EXERCISE TASK A
Decide whether each statement below agrees with the attention study excerpt, answering yes or no and quoting the words from the excerpt that settle it: (i) participants averaged 90.49% across all runs; (ii) performance in the paired conditions was higher than in the isolated conditions; (iii) the effect of attention was examined in six ROIs.

Participants performed a one-back task to maintain attention towards the cued stimuli. Accuracy in each experimental run was checked during the scan to ensure that participants followed the instructions. Participants had an average performance of 90.49% across all runs, confirming effective attention towards the cued stimuli (chance level without attention 50%). As expected, average performance in the isolated conditions (94.82%±0.046) was significantly higher than in the paired conditions (89% ± 0.07, with t(14) = 7.2 and p < 0.0001), since detecting a repetition in the superimposed case was more difficult.
Attentional modulation varies dependent on target-distractor difference in response
We considered the effect of attention in five ROIs: the primary visual cortex V1, the object-selective regions LO and pFs, the body-selective region EBA, and the scene-selective region PPA. We obtained the voxel-wise responses through a general linear model in those ROIs for all task conditions, consisting of four isolated conditions (blocks with isolated stimuli from one category) and 12 paired conditions (blocks with superimposed stimuli from two categories, see Figure 1B). There were 6 combinations of category pairs: Body-Car, Body-House, Body-Cat, Car-House, Car-Cat and House-Cat. For each voxel we determined its relative preference for the two categories of each category pair, based on its response to the two categories in isolation. Thus, for each pair, one category was labeled as the more preferred category (M), and the other as the less preferred category (L). Considering the isolated and paired conditions related to each category pair, we hereafter refer to the conditions related to each category pair as Mat, MatL, MLat, and Lat, with M and L denoting the more preferred and the less preferred categories for each voxel, and the superscript at denoting the attended stimulus.

EXERCISE TASK B
Report every line of the records that contains the string "suburban", treating uppercase and lowercase letters as different.

Location labeling records:
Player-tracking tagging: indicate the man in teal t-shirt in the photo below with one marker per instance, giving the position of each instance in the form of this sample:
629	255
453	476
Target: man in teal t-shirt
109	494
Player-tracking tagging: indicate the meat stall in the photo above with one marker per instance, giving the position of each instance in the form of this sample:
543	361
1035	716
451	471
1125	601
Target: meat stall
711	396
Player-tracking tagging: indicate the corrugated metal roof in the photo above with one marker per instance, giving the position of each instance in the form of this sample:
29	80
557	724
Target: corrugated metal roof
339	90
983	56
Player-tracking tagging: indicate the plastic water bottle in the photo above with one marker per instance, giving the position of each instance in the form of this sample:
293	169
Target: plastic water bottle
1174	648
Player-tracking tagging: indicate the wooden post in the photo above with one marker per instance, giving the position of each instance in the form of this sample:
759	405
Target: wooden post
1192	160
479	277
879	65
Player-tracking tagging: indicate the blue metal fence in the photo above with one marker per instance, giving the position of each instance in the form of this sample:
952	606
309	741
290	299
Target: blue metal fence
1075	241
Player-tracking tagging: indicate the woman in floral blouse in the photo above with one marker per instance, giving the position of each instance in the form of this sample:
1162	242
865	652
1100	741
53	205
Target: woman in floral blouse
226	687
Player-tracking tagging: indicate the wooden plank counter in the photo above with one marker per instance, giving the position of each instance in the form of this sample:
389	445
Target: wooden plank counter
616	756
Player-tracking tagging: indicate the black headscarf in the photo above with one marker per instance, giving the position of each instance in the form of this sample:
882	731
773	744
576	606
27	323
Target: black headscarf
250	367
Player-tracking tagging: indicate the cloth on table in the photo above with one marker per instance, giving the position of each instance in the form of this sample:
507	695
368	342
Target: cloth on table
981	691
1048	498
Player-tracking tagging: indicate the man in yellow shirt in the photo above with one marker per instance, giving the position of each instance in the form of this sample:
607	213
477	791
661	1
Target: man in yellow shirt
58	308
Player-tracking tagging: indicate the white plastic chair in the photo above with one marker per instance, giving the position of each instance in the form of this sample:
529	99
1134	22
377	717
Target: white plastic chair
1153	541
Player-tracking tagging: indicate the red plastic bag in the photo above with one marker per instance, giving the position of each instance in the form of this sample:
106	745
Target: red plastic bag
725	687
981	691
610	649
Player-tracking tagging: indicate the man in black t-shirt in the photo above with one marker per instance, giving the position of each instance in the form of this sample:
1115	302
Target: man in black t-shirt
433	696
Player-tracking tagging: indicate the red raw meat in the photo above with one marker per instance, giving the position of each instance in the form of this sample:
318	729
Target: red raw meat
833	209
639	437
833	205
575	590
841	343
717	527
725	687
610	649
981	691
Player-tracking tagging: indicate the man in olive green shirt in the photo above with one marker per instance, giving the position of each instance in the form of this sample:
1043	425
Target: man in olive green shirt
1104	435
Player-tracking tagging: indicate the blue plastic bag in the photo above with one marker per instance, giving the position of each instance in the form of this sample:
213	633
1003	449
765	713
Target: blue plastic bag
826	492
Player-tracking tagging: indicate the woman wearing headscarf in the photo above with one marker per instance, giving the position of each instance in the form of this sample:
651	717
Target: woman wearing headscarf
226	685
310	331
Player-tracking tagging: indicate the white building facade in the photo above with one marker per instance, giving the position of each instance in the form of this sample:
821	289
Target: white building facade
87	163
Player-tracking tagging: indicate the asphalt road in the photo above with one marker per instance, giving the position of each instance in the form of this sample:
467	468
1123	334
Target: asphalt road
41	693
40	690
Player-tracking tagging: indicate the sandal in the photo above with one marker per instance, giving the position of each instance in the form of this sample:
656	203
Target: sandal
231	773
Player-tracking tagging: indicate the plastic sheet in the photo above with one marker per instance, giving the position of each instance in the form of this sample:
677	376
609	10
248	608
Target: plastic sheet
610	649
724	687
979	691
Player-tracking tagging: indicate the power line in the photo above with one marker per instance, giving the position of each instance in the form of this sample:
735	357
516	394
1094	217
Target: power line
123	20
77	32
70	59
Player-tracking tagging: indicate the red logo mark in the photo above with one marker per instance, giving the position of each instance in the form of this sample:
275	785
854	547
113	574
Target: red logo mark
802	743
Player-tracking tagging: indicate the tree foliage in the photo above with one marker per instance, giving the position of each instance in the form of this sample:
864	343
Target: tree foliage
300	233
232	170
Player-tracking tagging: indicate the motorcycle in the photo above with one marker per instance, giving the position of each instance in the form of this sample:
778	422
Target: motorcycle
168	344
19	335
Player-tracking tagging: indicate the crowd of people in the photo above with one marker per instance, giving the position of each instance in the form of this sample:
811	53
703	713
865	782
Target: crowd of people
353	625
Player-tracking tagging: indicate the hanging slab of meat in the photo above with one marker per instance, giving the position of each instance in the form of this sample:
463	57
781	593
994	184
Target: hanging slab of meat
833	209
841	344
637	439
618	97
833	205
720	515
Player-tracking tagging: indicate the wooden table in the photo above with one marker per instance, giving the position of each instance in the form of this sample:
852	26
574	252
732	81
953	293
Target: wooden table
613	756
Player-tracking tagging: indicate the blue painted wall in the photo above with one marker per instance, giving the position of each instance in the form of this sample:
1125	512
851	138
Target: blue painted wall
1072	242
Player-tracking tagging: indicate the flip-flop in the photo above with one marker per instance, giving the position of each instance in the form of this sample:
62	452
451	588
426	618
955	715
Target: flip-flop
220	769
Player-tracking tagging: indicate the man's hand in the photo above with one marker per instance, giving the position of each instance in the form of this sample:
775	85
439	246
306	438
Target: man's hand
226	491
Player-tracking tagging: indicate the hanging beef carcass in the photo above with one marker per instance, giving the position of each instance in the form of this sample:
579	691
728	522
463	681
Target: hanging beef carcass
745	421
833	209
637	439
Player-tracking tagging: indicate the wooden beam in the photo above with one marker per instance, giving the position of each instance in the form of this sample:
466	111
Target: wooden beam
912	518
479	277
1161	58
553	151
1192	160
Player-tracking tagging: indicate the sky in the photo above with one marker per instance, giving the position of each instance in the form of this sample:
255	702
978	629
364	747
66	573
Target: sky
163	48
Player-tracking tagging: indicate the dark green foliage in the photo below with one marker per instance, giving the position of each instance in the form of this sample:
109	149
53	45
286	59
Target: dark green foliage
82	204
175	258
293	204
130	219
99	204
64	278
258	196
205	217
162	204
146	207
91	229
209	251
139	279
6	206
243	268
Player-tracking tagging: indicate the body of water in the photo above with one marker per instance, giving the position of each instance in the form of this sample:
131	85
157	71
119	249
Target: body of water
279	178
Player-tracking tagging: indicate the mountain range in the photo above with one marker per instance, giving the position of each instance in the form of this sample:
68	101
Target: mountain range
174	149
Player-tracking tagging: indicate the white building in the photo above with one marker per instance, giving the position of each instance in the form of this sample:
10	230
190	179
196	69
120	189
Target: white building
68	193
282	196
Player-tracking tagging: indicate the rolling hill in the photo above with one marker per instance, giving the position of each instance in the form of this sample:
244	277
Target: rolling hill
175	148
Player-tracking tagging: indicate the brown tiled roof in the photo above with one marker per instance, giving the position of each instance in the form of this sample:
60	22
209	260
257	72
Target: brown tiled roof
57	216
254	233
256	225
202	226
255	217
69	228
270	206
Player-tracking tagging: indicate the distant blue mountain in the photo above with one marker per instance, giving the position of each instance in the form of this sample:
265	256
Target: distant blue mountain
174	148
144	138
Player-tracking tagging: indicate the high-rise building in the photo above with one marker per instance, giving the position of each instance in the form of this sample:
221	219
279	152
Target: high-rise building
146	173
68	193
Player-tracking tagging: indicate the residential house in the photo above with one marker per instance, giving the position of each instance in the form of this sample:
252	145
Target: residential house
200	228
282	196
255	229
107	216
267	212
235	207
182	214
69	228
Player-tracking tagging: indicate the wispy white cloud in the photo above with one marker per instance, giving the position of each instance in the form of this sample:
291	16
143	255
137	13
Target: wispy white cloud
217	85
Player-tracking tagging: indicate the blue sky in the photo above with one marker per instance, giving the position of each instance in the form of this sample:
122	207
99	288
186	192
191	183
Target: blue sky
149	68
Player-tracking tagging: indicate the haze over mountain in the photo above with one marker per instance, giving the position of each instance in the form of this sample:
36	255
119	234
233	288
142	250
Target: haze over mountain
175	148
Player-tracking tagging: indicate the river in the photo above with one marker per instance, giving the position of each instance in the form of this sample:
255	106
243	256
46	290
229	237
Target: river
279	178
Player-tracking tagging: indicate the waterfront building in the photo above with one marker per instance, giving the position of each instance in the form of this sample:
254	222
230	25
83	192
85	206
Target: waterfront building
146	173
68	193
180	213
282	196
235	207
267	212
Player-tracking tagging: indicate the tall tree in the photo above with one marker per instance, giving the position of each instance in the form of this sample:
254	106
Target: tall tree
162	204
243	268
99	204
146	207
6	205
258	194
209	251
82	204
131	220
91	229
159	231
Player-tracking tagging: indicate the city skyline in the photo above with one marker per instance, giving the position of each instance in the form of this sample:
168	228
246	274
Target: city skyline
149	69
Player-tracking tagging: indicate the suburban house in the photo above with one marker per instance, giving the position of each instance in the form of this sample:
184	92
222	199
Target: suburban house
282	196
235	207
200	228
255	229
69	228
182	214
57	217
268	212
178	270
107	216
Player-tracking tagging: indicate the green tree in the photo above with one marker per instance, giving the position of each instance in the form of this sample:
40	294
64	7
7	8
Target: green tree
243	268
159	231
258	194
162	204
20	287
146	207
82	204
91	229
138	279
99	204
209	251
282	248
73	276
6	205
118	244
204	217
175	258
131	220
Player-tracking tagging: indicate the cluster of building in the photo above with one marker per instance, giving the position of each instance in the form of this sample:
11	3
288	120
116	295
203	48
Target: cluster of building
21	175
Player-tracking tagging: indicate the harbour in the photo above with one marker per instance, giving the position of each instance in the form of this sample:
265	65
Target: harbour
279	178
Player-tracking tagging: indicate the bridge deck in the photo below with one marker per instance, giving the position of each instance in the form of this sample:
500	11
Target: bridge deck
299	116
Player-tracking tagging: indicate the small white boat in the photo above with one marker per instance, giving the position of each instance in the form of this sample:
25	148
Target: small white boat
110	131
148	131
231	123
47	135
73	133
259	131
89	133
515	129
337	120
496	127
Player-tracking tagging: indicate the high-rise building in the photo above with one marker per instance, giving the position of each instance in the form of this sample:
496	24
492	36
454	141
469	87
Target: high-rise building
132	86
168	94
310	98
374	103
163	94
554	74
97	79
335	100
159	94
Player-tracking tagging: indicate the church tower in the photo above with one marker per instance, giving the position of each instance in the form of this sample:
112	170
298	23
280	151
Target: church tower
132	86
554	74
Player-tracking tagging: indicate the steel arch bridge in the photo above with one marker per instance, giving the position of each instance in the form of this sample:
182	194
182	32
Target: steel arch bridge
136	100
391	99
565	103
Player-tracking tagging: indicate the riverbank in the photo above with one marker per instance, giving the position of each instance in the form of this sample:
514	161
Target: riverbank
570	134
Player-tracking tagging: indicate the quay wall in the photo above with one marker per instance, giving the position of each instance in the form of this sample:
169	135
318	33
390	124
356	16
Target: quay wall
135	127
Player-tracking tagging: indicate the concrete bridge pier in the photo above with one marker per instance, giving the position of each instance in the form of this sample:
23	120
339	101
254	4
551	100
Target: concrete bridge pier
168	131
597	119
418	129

SOLUTION A
(i) Yes: "Participants had an average performance of 90.49% across all runs"
(ii) No: "average performance in the isolated conditions (94.82%±0.046) was significantly higher than in the paired conditions"
(iii) No: "We considered the effect of attention in five ROIs"

SOLUTION B
Player-tracking tagging: indicate the suburban house in the photo above with one marker per instance, giving the position of each instance in the form of this sample:
Target: suburban house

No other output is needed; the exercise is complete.